> _Short exercise A_:
According to the pigeon carrier thread, about how much did the materials for the carrier cost?
> _Short exercise B_:
Reproduce, line for line, the part of the rows below that opens with the line containing "barn</item>, that would be most helpful." and runs through the end of the rows.

> _Source_:
********

# Pigeon Carrier



## gercobghan (Apr 22, 2011)

hi guys! just want to share to you my cheap homemade carrier...i'm new to this thread. hope you like it. thanks ! http://s1223.photobucket.com/albums/dd516/gdm6/


----------



## Shadybug Lofts (Mar 13, 2010)

It looks good, Hows it made. Are the dowels rope?


----------



## gercobghan (Apr 22, 2011)

thanks, they're made wood from Lowe's just painted it white and the long sides i used nylon bag.


----------



## Shadybug Lofts (Mar 13, 2010)

OK, They just didn't look smooth in the pic on my computer at work, but they look ok on the one at home. Good job


----------



## PigeonMadness (Apr 21, 2009)

What would you estimate the cost of the materials necessary for the carrier? Thanks in advanced.


----------



## JaxRacingLofts (Apr 11, 2010)

Nice Job. What are the dimensions and how many birds can it hold?


----------



## kbraden (Mar 27, 2010)

off topic... on the one pic that shows the aviary in the back, is that 2" x 4" field fencing? the birds don't squeeze through it?


----------



## swagg (Feb 13, 2011)

kbraden said:


> off topic... on the one pic that shows the aviary in the back, is that 2" x 4" field fencing? the birds don't squeeze through it?


I used that type of wire to divide my loft, and nope no one can squeeze through


----------



## gercobghan (Apr 22, 2011)

it cost me around $15 paint and nylon bag from garage sale.
dimensions 24" x 15" x 10
nope they don't squeeze through


----------



## NayNay (Mar 16, 2011)

Nicely done!


----------



## Larry_Cologne (Jul 6, 2004)

Very nice-looking pigeon carrier!

Does it come with oriental carpeting? (LOL).

Larry


----------

********

(Excerpts of annotation records)
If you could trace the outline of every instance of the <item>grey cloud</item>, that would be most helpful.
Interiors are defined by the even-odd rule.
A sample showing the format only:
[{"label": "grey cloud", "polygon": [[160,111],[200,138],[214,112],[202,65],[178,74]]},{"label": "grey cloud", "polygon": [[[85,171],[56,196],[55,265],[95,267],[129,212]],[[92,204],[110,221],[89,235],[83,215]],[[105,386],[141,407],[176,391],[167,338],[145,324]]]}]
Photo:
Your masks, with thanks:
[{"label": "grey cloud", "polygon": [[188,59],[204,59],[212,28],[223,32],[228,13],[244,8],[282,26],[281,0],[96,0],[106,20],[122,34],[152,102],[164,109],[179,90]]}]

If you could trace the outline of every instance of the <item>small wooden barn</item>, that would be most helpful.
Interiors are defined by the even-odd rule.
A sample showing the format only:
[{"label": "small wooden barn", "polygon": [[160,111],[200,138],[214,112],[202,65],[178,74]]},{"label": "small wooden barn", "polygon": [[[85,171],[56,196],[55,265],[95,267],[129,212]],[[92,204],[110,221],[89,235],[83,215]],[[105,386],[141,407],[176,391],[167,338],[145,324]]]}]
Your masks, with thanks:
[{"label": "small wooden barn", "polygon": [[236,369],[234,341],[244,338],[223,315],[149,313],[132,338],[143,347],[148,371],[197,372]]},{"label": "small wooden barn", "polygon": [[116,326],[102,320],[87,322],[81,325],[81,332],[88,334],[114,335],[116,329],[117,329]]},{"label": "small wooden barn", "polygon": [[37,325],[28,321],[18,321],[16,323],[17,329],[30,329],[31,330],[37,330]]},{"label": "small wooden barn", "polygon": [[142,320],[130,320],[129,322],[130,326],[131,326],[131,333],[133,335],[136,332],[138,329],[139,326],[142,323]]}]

********

> _Task output A_:
Around $15.

> _Task output B_:
If you could trace the outline of every instance of the <item>small wooden barn</item>, that would be most helpful.
Interiors are defined by the even-odd rule.
A sample showing the format only:
[{"label": "small wooden barn", "polygon": [[160,111],[200,138],[214,112],[202,65],[178,74]]},{"label": "small wooden barn", "polygon": [[[85,171],[56,196],[55,265],[95,267],[129,212]],[[92,204],[110,221],[89,235],[83,215]],[[105,386],[141,407],[176,391],[167,338],[145,324]]]}]
Your masks, with thanks:
[{"label": "small wooden barn", "polygon": [[236,369],[234,341],[244,338],[223,315],[149,313],[132,338],[143,347],[148,371],[197,372]]},{"label": "small wooden barn", "polygon": [[116,326],[102,320],[87,322],[81,325],[81,332],[88,334],[114,335],[116,329],[117,329]]},{"label": "small wooden barn", "polygon": [[37,325],[28,321],[18,321],[16,323],[17,329],[30,329],[31,330],[37,330]]},{"label": "small wooden barn", "polygon": [[142,320],[130,320],[129,322],[130,326],[131,326],[131,333],[133,335],[136,332],[138,329],[139,326],[142,323]]}]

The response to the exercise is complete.